Yapılacaklar:
- A) Metni iki cümleyle özetleyin.
- B) Lütfen metindeki "Bu Türk parlamenter yaşamı için çok üzücü bir olay." cümlesini İngilizceye çevirin.
- C) Metne göre şu soruları yanıtlayın:
(i) Hurşit Güneş hangi ilin milletvekilidir?
(ii) Güneş basın açıklamasını nerede yaptı?
(iii) Güneş'e göre fail hangi partinin üyesidir?

Metin:
Haberler

CHP Kocaeli Milletvekili Hurşit Güneş Açıklaması

Abone Ol

Cumhuriyet Halk Partisi (CHP) Parti Meclisi üyesi ve Kocaeli Milletvekili Hurşit Güneş, CHP Genel Başkanı Kemal Kılıçdaroğlu’na yapılan saldırı ve Suriye’deki kimyasal silahlarla ilgili değerlendirmede bulundu.

Cumhuriyet Halk Partisi (CHP) Parti Meclisi üyesi ve Kocaeli Milletvekili Hurşit Güneş, CHP Genel Başkanı Kemal Kılıçdaroğlu'na yapılan saldırı ve Suriye'deki kimyasal silahlarla ilgili değerlendirmede bulundu.

Partisinin il teşkilatı binası ziyaretinde bir basın açıklaması yapan CHP Parti Meclis Üyesi ve Kocaeli Milletvekili Hurşit Güneş, CHP Genel Başkanı Kemal Kılıçdaroğlu'na yapılan saldırıyı değerlendirdi. Yaşanan olayın Türk parlamenter yaşamı için çok üzücü bir olay olduğunu belirten Güneş, "Bizim ülkemizde, tarihimizde, ülke tarihimizde ilk defa parlamentoda siyasal parti liderine böylesine açık bir saldırı oldu. Bu Türk parlamenter yaşamı için çok üzücü bir olay. Bu kadar aleni, bu kadar herkesin içinde cumhuriyet tarihinin en köklü siyasal partisi olan CHP Liderine doğrudan bir saldırıda bulunulması hakikaten çok üzücü bir durum. Olayın en azından bir tarafı aydınlanmış bulunuyor. Fail adalet ve kalkınma partisinin üyesi. Duyduğum kadarıyla, edindiğim bilgi kadarıyla Hüseyin Çelik bu kişinin partiden ihracı için hemen işleme geçtiklerini söylüyorlar" dedi.

Veri kesiti:
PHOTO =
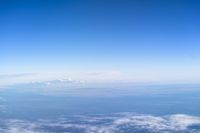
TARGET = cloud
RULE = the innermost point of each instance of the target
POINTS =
(127, 122)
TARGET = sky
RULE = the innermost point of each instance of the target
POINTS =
(100, 40)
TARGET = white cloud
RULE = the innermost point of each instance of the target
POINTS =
(107, 124)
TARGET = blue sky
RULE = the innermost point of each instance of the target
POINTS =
(110, 40)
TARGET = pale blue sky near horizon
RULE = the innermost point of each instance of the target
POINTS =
(130, 40)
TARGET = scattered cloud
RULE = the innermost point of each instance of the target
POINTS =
(125, 122)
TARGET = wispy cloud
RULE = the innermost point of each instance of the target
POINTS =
(114, 123)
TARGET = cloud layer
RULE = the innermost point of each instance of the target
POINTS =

Çözümler:
- A) CHP Parti Meclisi üyesi ve Kocaeli Milletvekili Hurşit Güneş, partisinin il teşkilatı binasındaki basın açıklamasında Kemal Kılıçdaroğlu'na yapılan saldırıyı, ülke tarihinde parlamentoda bir parti liderine yapılan ilk açık saldırı ve Türk parlamenter yaşamı için çok üzücü bir olay olarak değerlendirdi. Güneş, failin Adalet ve Kalkınma Partisi üyesi olduğunu ve duyduğu kadarıyla Hüseyin Çelik'in bu kişinin partiden ihracı için hemen işleme geçildiğini söylediğini aktardı.

- B) This is a very sad event for Turkish parliamentary life.

- C)
(i) Kocaeli.
(ii) Partisinin il teşkilatı binası ziyaretinde.
(iii) Adalet ve Kalkınma Partisi.